_Exercise brief_
Once you find the line containing "the microphone that" in the data below, copy it and each following line exactly, up to and including the line containing "Indicate the eyeglasses", and nothing else.

Region pointing data:
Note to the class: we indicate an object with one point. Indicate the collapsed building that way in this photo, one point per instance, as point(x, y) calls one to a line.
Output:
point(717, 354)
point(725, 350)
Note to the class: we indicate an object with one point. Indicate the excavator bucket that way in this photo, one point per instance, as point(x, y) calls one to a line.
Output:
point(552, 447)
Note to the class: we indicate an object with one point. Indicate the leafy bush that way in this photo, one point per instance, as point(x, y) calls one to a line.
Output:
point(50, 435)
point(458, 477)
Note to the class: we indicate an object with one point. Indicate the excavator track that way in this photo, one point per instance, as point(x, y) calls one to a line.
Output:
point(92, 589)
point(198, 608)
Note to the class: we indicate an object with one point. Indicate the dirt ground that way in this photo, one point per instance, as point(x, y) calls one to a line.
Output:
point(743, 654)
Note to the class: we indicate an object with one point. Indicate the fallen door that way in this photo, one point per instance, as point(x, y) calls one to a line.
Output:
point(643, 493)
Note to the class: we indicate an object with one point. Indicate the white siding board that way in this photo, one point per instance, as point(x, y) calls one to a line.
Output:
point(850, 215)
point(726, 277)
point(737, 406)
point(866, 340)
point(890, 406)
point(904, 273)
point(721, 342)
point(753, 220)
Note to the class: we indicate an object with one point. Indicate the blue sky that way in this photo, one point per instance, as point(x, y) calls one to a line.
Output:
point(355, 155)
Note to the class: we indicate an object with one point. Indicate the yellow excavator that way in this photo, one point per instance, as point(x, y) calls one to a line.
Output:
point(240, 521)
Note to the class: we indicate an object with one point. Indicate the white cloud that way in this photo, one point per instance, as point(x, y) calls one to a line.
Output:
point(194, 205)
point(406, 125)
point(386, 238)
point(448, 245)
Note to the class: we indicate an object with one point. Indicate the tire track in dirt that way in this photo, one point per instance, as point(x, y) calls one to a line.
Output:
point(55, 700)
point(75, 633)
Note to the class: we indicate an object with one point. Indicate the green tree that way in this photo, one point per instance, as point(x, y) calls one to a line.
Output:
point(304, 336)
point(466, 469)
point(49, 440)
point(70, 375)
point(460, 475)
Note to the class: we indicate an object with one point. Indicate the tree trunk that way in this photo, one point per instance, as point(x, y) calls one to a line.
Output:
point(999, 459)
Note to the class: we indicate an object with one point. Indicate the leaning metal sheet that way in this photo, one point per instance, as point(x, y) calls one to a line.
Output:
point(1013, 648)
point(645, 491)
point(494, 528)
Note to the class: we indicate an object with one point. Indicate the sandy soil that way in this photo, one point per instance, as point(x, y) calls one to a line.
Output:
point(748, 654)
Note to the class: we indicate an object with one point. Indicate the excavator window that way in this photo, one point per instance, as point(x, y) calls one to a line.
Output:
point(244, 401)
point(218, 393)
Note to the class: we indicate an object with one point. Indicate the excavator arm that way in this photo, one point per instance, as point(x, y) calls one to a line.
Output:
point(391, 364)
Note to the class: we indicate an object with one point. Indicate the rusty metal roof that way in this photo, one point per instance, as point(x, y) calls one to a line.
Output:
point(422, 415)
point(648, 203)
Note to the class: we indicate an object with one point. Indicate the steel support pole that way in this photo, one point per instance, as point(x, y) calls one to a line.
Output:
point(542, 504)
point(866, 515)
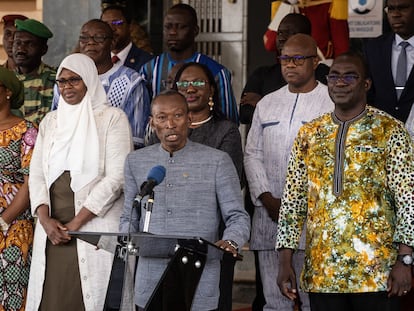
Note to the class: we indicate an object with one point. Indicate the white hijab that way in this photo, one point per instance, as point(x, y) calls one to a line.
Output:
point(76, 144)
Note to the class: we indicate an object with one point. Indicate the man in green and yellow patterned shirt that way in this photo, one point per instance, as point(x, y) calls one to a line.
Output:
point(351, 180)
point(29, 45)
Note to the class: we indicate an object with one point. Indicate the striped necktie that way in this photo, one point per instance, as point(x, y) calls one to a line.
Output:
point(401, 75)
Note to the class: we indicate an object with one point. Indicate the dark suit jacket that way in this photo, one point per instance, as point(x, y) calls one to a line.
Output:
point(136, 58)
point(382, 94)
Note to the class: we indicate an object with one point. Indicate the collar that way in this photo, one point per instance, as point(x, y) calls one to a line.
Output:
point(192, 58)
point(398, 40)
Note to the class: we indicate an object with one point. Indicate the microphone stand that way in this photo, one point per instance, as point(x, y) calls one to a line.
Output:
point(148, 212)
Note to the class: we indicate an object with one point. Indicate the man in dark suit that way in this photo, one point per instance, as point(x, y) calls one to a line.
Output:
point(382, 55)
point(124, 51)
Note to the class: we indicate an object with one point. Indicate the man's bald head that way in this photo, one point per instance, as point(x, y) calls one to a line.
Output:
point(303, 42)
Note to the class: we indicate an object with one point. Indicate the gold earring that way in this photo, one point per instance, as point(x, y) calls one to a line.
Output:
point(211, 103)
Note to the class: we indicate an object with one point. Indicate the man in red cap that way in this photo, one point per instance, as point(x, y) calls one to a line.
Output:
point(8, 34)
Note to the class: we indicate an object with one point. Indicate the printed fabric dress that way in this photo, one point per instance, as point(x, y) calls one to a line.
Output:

---

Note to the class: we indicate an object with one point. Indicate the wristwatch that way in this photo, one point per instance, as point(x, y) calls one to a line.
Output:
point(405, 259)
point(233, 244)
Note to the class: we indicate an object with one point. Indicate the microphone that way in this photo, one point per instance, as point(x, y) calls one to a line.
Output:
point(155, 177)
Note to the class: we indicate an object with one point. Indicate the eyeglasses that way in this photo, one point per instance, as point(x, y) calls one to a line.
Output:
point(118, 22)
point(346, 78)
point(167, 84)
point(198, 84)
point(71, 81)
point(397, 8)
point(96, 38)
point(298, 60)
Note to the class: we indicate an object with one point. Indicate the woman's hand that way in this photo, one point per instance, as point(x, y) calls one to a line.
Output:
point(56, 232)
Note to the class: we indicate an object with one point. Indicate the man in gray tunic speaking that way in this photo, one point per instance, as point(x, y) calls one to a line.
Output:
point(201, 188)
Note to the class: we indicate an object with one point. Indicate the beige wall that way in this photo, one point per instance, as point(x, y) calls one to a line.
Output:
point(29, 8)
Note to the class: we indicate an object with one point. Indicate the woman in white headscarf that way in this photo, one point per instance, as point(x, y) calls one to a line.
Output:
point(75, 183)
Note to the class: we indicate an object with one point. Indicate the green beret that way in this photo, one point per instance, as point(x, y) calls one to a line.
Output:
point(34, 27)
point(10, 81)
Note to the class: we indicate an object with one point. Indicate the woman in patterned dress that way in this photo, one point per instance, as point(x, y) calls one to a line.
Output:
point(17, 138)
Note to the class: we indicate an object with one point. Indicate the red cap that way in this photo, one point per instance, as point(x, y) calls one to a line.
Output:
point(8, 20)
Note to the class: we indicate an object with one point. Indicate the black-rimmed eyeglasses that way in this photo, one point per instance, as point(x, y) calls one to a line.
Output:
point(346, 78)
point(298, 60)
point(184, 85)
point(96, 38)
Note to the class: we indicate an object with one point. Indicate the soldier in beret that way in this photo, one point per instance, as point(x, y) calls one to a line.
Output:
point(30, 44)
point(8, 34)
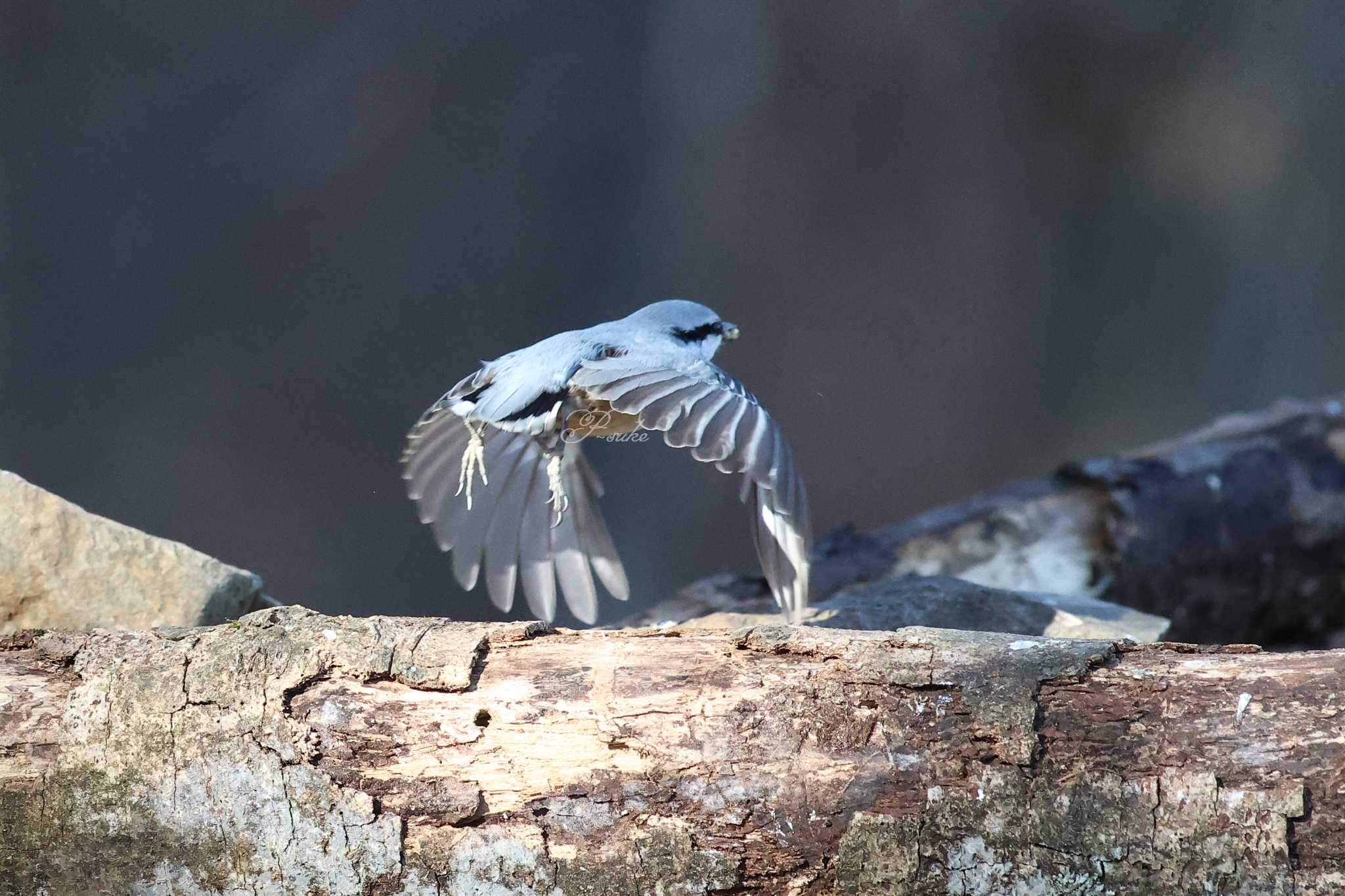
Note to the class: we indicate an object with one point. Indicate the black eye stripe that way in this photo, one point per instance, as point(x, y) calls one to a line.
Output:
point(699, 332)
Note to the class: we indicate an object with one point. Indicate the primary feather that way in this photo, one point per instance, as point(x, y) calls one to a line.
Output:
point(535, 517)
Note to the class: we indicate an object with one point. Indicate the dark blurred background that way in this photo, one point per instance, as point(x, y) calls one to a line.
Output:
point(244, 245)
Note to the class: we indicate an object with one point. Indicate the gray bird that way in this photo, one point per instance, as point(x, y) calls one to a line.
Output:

--

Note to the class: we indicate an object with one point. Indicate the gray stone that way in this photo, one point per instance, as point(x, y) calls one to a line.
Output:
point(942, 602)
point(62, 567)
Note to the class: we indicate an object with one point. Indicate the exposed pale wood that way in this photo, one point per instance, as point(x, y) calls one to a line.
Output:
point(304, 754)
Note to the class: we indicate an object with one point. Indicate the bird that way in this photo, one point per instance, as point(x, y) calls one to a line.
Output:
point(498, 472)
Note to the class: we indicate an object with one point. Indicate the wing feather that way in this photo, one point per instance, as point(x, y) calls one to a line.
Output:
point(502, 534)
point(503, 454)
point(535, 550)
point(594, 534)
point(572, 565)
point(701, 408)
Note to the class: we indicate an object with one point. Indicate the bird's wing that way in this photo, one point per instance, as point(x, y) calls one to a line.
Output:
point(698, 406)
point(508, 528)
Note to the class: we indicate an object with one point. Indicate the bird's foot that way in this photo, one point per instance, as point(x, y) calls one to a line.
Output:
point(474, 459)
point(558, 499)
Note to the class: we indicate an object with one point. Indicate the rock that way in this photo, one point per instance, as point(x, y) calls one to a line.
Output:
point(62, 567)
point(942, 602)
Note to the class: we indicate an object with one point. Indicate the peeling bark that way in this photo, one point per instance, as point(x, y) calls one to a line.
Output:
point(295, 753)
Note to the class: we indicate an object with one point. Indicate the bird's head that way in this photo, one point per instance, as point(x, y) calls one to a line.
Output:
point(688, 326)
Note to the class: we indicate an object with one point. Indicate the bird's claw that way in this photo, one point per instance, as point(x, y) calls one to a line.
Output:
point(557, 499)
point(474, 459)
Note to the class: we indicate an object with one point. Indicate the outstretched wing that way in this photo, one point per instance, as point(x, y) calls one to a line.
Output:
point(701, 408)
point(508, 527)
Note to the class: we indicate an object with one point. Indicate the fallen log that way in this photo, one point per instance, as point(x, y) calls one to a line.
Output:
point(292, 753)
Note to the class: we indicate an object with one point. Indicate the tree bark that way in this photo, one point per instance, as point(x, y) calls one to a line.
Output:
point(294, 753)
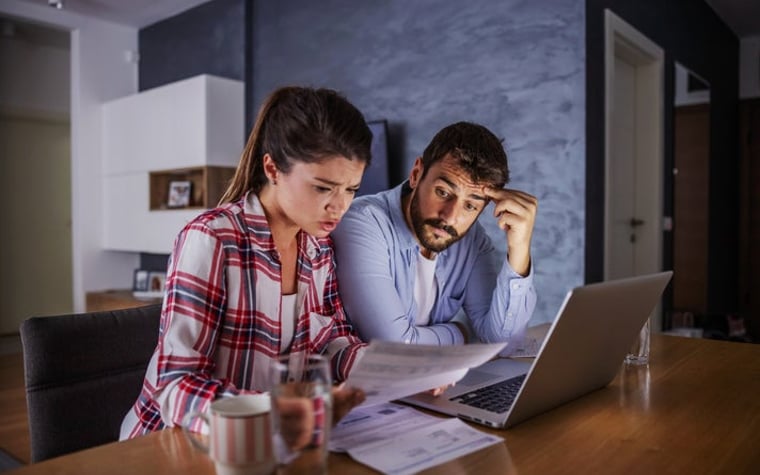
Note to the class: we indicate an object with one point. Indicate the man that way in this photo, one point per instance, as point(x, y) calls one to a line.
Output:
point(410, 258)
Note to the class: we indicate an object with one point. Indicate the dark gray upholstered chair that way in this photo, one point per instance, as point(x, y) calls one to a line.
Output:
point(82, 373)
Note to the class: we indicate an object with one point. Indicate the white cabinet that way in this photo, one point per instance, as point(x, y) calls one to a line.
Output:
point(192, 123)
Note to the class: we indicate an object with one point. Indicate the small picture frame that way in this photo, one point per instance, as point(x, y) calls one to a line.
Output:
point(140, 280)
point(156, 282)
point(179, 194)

_Written solution_
Note to the class: we indicate an object with one point. Indicate the microphone that way in this photo, one point per instance, as point(x, y) calls one to a line.
Output:
point(155, 177)
Note to the class: we indicate an object with one point. Indicate the eyeglasses that way in this photo, one point per instance, as point(x, y) calls one to a line.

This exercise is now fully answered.